Saved entries
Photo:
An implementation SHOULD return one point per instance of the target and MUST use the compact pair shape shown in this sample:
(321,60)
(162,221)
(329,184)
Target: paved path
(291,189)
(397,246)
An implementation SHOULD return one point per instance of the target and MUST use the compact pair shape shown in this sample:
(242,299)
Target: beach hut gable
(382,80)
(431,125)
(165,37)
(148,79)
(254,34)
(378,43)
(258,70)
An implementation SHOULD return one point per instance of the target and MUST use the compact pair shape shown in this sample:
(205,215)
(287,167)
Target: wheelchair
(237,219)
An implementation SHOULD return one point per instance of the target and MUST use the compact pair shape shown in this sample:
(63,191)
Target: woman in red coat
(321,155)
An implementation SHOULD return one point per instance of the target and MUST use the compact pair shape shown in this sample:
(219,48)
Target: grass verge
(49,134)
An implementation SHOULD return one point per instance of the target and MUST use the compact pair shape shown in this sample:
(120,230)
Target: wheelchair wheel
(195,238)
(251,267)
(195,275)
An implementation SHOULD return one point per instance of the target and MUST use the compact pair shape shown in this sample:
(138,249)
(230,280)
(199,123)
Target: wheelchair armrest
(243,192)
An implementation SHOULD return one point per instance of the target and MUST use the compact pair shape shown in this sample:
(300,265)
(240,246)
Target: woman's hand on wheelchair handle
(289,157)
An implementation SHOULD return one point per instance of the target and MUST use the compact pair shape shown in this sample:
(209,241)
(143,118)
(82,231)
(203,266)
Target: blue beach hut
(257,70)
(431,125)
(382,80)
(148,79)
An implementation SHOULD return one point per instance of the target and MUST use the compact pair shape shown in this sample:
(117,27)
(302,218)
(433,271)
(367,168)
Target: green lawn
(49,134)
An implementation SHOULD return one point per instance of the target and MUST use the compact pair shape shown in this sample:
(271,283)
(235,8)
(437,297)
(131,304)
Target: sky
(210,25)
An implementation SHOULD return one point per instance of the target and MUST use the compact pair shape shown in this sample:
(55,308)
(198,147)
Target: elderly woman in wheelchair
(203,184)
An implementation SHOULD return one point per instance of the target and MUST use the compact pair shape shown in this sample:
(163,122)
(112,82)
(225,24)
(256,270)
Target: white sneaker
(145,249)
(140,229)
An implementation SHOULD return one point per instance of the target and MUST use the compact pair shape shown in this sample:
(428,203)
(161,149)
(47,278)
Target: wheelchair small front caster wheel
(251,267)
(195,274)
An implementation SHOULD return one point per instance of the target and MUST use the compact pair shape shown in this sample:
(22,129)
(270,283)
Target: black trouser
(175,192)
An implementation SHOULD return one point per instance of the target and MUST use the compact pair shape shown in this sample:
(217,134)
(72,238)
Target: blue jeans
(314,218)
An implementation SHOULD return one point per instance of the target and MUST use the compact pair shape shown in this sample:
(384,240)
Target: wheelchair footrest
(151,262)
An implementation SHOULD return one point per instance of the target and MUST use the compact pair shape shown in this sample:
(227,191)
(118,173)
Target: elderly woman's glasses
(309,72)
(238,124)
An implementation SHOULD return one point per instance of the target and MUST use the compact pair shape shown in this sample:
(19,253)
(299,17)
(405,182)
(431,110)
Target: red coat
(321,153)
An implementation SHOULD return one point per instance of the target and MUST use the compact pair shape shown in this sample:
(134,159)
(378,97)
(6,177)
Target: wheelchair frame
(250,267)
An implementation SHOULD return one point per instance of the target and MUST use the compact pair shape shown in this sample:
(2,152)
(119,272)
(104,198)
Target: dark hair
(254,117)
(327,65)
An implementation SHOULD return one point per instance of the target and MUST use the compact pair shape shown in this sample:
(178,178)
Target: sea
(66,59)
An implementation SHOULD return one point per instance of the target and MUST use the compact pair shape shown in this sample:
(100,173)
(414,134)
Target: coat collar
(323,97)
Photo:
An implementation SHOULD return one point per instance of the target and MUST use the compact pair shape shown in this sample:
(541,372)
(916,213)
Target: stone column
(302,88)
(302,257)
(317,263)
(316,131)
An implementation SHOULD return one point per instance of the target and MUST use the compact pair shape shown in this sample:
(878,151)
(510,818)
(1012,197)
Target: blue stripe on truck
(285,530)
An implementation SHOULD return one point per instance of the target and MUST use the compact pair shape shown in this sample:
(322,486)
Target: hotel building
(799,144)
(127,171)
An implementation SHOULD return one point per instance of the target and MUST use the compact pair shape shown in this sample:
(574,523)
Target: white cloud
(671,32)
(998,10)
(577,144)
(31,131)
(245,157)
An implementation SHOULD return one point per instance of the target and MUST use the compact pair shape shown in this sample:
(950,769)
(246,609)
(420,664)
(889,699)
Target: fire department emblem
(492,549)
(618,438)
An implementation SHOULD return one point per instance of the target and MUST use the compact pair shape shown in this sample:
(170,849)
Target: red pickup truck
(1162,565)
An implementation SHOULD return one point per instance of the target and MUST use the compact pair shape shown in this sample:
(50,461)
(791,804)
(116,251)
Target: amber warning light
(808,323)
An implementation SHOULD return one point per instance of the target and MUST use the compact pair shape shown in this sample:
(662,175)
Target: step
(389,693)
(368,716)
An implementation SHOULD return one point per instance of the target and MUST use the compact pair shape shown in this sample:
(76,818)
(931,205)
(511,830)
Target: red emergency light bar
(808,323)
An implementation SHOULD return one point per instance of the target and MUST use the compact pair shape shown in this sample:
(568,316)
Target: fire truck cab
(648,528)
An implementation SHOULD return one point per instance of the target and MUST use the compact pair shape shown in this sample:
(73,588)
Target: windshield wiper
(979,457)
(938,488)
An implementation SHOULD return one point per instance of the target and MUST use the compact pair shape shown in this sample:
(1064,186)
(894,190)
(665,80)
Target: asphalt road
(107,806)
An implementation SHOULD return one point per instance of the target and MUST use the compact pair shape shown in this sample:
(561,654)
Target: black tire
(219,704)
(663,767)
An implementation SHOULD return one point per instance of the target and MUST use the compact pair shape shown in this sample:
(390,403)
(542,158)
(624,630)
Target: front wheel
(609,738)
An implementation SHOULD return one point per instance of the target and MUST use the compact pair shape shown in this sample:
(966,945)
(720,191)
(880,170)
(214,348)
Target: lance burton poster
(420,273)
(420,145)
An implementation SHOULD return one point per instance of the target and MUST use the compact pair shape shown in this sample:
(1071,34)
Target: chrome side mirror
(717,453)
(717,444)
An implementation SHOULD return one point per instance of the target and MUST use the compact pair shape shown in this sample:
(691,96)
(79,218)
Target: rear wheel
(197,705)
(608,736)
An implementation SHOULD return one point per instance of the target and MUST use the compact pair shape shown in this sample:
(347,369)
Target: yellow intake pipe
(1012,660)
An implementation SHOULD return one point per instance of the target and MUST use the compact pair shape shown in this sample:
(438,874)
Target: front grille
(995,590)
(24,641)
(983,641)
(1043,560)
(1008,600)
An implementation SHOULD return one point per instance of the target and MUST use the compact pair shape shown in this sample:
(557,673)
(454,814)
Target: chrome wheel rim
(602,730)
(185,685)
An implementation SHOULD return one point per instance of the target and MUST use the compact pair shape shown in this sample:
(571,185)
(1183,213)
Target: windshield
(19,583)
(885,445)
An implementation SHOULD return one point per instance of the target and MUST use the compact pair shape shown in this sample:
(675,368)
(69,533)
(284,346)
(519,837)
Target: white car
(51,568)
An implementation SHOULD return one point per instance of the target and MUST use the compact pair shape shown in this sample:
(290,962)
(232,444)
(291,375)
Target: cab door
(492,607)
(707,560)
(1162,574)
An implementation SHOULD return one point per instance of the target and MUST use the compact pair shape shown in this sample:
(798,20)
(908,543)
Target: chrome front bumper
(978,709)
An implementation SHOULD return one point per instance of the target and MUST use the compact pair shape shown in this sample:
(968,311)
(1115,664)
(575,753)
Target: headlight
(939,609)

(ABOUT THIS EXERCISE):
From the first line to the last, retype the records exactly as they stand above.

(RESULT FOR THIS EXERCISE):
Photo:
An implementation SHOULD return one point per instance of the target and MUST use the compact pair shape shown in this sample:
(321,60)
(162,221)
(329,184)
Target: paved path
(291,189)
(397,246)
An implementation SHOULD return one point per instance of the target and MUST use the compact pair shape shown in this sample:
(242,299)
Target: beach hut gable
(382,80)
(431,125)
(165,37)
(148,79)
(254,34)
(378,43)
(258,70)
An implementation SHOULD return one point per instance of the target and MUST use the compact pair shape shown in this sample:
(205,215)
(287,167)
Target: wheelchair
(237,219)
An implementation SHOULD return one point per instance of the target and MUST use the compact pair shape shown in this sample:
(63,191)
Target: woman in red coat
(321,155)
An implementation SHOULD return one point per instance of the target and MUST use the compact pair shape shown in this sample:
(219,48)
Target: grass verge
(49,134)
An implementation SHOULD return one point per instance of the target and MUST use the compact pair shape shown in this sample:
(120,230)
Target: wheelchair wheel
(195,238)
(251,267)
(195,275)
An implementation SHOULD return one point per instance of the target and MUST use the compact pair shape shown in this sample:
(138,249)
(230,280)
(199,123)
Target: wheelchair armrest
(243,192)
An implementation SHOULD return one point per instance of the target and MUST use the compact pair shape shown in this sample:
(300,265)
(240,246)
Target: woman's hand on wheelchair handle
(289,157)
An implementation SHOULD return one point per instance of the target and MUST use the compact pair shape shown in this sample:
(209,241)
(143,118)
(82,231)
(203,266)
Target: blue beach hut
(257,70)
(431,125)
(382,80)
(148,79)
An implementation SHOULD return one point per instance of the target and MUST use the compact pair shape shown in this sample:
(117,27)
(302,218)
(433,271)
(367,168)
Target: green lawn
(49,134)
An implementation SHOULD return one point per instance of the target and MUST use the compact pair shape shown in this sample:
(271,283)
(235,8)
(437,297)
(131,304)
Target: sky
(210,25)
An implementation SHOULD return one point per instance of the target and MUST use the compact pair shape shown in this sample:
(55,308)
(198,147)
Target: elderly woman in wheelchair
(203,184)
An implementation SHOULD return one point per instance of the target and MUST use the compact pair shape shown in this sample:
(163,122)
(112,82)
(225,24)
(256,270)
Target: white sneaker
(145,249)
(140,229)
An implementation SHOULD return one point per instance of the target and MUST use the compact pair shape shown in this sample:
(428,203)
(161,149)
(47,278)
Target: wheelchair small front caster wheel
(251,267)
(195,274)
An implementation SHOULD return one point per instance of the target and MUST use the compact pair shape shown in this sample:
(22,129)
(270,283)
Target: black trouser
(175,192)
An implementation SHOULD return one point per instance of the target and MUST use the compact pair shape shown in this sample:
(217,134)
(72,238)
Target: blue jeans
(314,218)
An implementation SHOULD return one point per instance of the target and MUST use the compact pair shape shown in this sample:
(384,240)
Target: wheelchair footrest
(151,262)
An implementation SHOULD return one point per instance of the target and MUST use the compact pair shape shown in this sample:
(227,191)
(118,173)
Target: elderly woman's glasses
(309,72)
(238,124)
An implementation SHOULD return one point per instance of the target and MUST use the compact pair shape shown in this sample:
(19,253)
(299,17)
(405,182)
(431,110)
Target: red coat
(321,153)
An implementation SHOULD return one point per instance of the target and MUST use the compact pair shape shown in this sample:
(134,159)
(378,97)
(6,177)
Target: wheelchair frame
(250,267)
An implementation SHOULD return one point per instance of the target and MUST use the compact pair shape shown in this sample:
(2,152)
(119,272)
(104,198)
Target: dark hair
(254,117)
(327,65)
An implementation SHOULD return one point per instance of the target and MUST use the compact pair shape shown in this sample:
(178,178)
Target: sea
(66,59)
An implementation SHOULD return one point per instance of the target and MUST use the compact pair shape shown in this sample:
(100,173)
(414,134)
Target: coat collar
(323,97)
Photo:
An implementation SHOULD return one point per instance of the target and MUST use the compact pair shape shown in this sample:
(541,372)
(916,213)
Target: stone column
(302,88)
(302,257)
(317,263)
(316,131)
An implementation SHOULD return one point per instance of the target and MUST use the compact pair shape shown in this sample:
(878,151)
(510,818)
(1012,197)
Target: blue stripe on truck
(285,530)
An implementation SHOULD return one point per instance of the target and MUST use the compact pair shape shown in this sample:
(322,486)
Target: hotel building
(799,144)
(127,171)
An implementation SHOULD return one point per instance of the target and MUST use the compact pair shape shown in this sample:
(574,523)
Target: white cloud
(671,32)
(998,10)
(577,144)
(31,131)
(245,157)
An implementation SHOULD return one point per instance of the target and MUST use the compact pair shape shown in this sample:
(950,769)
(246,609)
(420,664)
(889,699)
Target: fire department emblem
(492,549)
(618,438)
An implementation SHOULD return one point per instance of the target and MUST use the compact pair shape shown in this sample:
(170,849)
Target: red pickup truck
(1162,565)
An implementation SHOULD return one point per instance of the target and MUST use the compact pair shape shown in this sample:
(50,461)
(791,804)
(116,251)
Target: amber warning light
(808,323)
An implementation SHOULD return one point per instance of the target and MUST use the compact pair shape shown in this sample:
(662,175)
Target: step
(389,693)
(368,716)
An implementation SHOULD return one point per instance of the target and MUST use the compact pair shape shown in this sample:
(76,818)
(931,205)
(511,830)
Target: red emergency light bar
(808,323)
An implementation SHOULD return one point per instance of the target and MUST use the compact pair shape shown in this sample:
(568,316)
Target: fire truck cab
(648,528)
An implementation SHOULD return one point per instance of the target and MUST use the compact pair shape shown in this sample:
(73,588)
Target: windshield wiper
(979,457)
(938,488)
An implementation SHOULD return one point per instance of the target and MUST use the compact pair shape shown in this sample:
(1064,186)
(894,190)
(665,80)
Target: asphalt road
(107,806)
An implementation SHOULD return one point per instance of the target and MUST use the compact pair shape shown in this sample:
(561,654)
Target: black tire
(219,704)
(663,767)
An implementation SHOULD return one point per instance of the target and MUST use the compact pair shape shown in this sample:
(390,403)
(542,158)
(624,630)
Target: front wheel
(609,738)
An implementation SHOULD return one point per instance of the target and MUST use the compact pair shape shown in this sample:
(966,945)
(720,191)
(880,170)
(214,348)
Target: lance burton poster
(420,273)
(420,145)
An implementation SHOULD return one point per instance of the target and MUST use the compact pair shape shown in this sample:
(1071,34)
Target: chrome side mirror
(717,453)
(717,444)
An implementation SHOULD return one point per instance of the target and MUST use the compact pair shape shown in this sample:
(691,96)
(79,218)
Target: rear wheel
(197,705)
(608,736)
An implementation SHOULD return one point per instance of the target and MUST use the compact pair shape shown in this sample:
(347,369)
Target: yellow intake pipe
(1012,660)
An implementation SHOULD return one point per instance of the target and MUST use the compact pair shape shown in this sample:
(438,874)
Target: front grille
(995,590)
(24,641)
(983,641)
(1043,560)
(1008,600)
An implementation SHOULD return one point per instance of the target and MUST use the compact pair shape shown in this sample:
(557,673)
(454,814)
Target: chrome wheel rim
(602,730)
(185,685)
An implementation SHOULD return one point per instance of the target and MUST use the compact pair shape shown in this sample:
(571,185)
(1183,213)
Target: windshield
(19,583)
(885,445)
An implementation SHOULD return one point per instance of the target and MUST use the compact pair shape shown in this sample:
(675,368)
(69,533)
(284,346)
(519,837)
Target: white car
(51,568)
An implementation SHOULD return one point per instance of the target and MUST use the compact pair shape shown in this sample:
(290,962)
(232,444)
(291,375)
Target: cab door
(492,607)
(707,560)
(1162,574)
An implementation SHOULD return one point per instance of the target and MUST use the compact pair shape shown in this sample:
(798,20)
(908,543)
Target: chrome front bumper
(978,709)
An implementation SHOULD return one point per instance of the target and MUST use the compact pair shape shown in this sample:
(968,311)
(1115,664)
(575,753)
Target: headlight
(939,609)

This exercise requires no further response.